AUFGABENSTELLUNG 1:
Zählen Sie die Zeilen der unten stehenden Datensätze, in denen die Zeichenfolge „below“ vorkommt. Geben Sie nur diese Zahl an.

VORGEGEBENER TEXT:
Auf der Hauptversammlung am 22. Mai musste sich Lamberti kritischen Fragen zum geplanten Outsourcing stellen. Bemerkenswert für Gewerkschafter Hermann war dabei die Reaktion des bisherigen Vorstandssprechers und künftigen Aufsichtsratschefs Rolf Breuer. Man nehme die Bedenken der Arbeitnehmer sehr ernst und werde sich damit auseinandersetzen, versprach er den Aktionären. Nach Müllers Einschätzung muss Lamberti "einen Befreiungsschlag landen". Trotz entsprechender Vorgaben sei es ihm bisher nicht gelungen, die IT-Ausgaben zu senken. Mit der IT-Auslagerung könnte er Fixkosten in variable Kosten umwandeln.

Zur Auswahl des Dienstleisters erklärte Lamberti, man befinde sich im Ausschreibungsprozess. Bislang lägen noch keine Angebote vor. Erst nach Eingang sämtlicher Unterlagen beginne die Auswertung. Danach werde man im Rahmen der Due Diligence die Angebote einer genauen Prüfung unterziehen. Wichtig dabei seien neben ökonomischen Kriterien vor allem die Frage der Übernahme von Mitarbeitern sowie Qualitätsgarantien. Eine Entscheidung werde Anfang des vierten Quartals bekanntgegeben.

DATEN:
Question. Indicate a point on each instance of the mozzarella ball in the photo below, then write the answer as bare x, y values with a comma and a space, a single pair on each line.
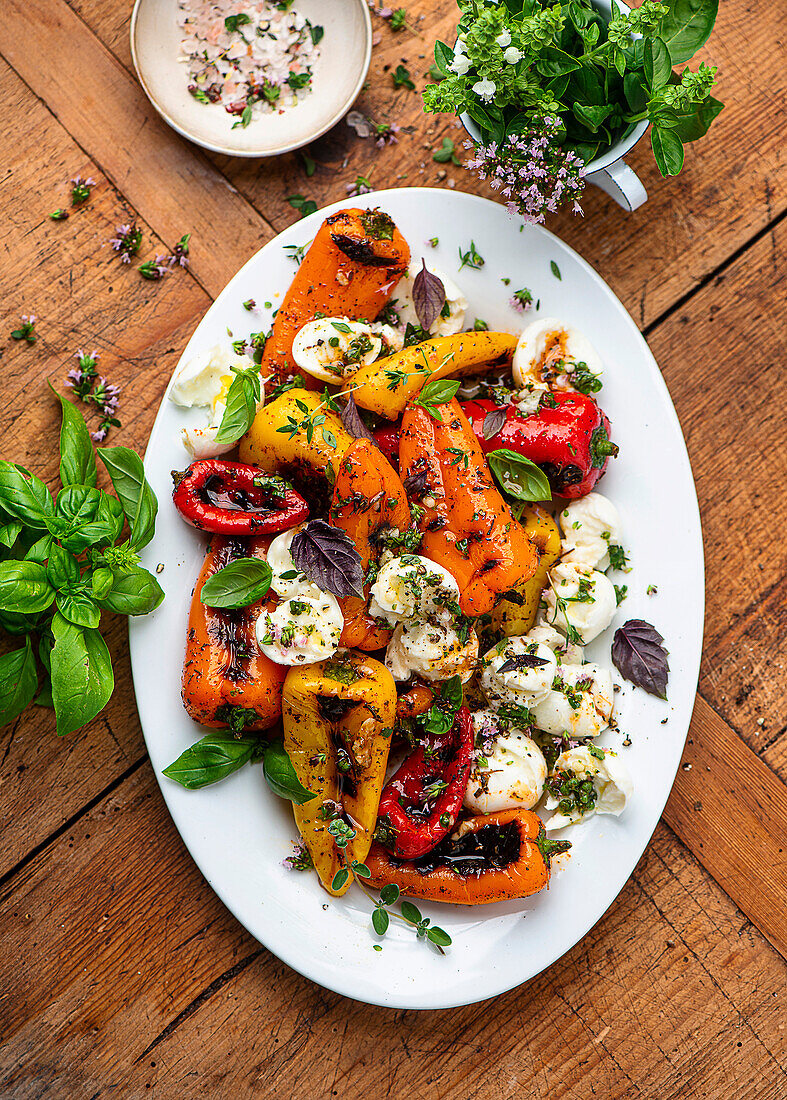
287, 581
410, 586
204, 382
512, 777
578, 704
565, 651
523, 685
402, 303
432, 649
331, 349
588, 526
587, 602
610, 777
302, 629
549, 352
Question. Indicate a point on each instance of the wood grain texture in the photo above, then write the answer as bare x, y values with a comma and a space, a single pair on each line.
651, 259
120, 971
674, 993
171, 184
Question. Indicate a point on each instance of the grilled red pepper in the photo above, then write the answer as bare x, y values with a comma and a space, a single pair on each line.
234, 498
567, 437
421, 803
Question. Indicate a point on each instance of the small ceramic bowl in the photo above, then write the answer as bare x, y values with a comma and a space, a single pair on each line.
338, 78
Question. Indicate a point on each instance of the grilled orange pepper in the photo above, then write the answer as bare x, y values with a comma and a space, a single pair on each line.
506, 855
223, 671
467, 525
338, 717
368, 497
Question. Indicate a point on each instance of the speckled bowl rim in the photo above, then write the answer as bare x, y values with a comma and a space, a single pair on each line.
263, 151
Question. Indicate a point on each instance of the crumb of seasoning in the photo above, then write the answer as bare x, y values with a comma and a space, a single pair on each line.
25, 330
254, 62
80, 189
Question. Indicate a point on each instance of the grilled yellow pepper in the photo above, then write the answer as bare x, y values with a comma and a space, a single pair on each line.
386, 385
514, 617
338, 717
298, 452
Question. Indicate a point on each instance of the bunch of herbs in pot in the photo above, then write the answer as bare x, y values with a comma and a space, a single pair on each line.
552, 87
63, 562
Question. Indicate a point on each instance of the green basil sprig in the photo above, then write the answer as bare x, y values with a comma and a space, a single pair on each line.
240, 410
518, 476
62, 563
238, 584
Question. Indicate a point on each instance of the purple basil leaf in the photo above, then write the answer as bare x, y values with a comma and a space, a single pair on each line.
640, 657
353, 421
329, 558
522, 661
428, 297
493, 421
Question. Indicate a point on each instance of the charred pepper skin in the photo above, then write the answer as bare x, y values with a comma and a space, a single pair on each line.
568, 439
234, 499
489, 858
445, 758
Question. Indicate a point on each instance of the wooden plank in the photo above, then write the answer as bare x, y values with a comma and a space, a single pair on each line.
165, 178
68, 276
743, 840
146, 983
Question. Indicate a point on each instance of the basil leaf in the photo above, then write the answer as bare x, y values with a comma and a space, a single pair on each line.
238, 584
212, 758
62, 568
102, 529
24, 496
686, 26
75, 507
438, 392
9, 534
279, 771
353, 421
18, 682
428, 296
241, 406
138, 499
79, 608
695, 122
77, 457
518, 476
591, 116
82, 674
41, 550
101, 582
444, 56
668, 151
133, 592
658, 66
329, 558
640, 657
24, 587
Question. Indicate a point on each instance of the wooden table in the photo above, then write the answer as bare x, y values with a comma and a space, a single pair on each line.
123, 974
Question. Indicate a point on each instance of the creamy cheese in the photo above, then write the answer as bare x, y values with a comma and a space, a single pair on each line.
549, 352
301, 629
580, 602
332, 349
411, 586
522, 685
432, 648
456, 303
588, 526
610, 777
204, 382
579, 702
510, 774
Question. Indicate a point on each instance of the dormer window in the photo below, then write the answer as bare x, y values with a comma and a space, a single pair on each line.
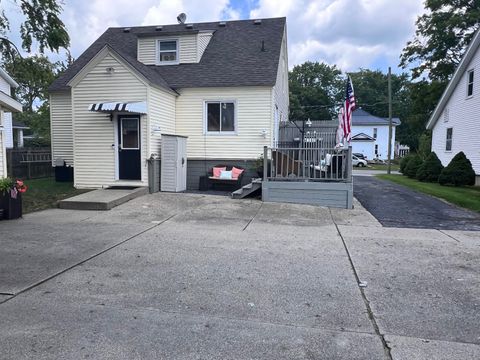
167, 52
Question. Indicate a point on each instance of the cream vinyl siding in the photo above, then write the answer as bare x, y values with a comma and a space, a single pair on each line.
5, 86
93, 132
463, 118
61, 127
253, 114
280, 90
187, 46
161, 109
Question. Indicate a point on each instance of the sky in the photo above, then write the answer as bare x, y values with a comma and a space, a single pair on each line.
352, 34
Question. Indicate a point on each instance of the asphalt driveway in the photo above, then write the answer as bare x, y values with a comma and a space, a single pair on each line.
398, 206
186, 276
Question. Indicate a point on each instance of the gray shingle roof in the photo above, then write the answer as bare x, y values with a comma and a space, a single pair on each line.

AUFGABENSTELLUNG 2:
Führen Sie den oben stehenden Text über das geplante IT-Outsourcing im Anschluss an seinen letzten Satz fort.

ANTWORT 1:
2

ANTWORT 2:
Unternehmensnahe Quellen betrachten das Angebotsverfahren indes als reine Farce. Offiziell würden zwar fünf potenzielle Anbieter in Betracht gezogen, darunter CSC Ploenzke, Accenture und T-Systems. Die geforderten Leistungen aber könnten eigentlich nur die anderen beiden Bewerber erbringen: IBM und EDS. Die traditionell guten Beziehungen zwischen den Frankfurter Bankern und dem IT-Hersteller sprächen dabei eindeutig für Big Blue. (wh)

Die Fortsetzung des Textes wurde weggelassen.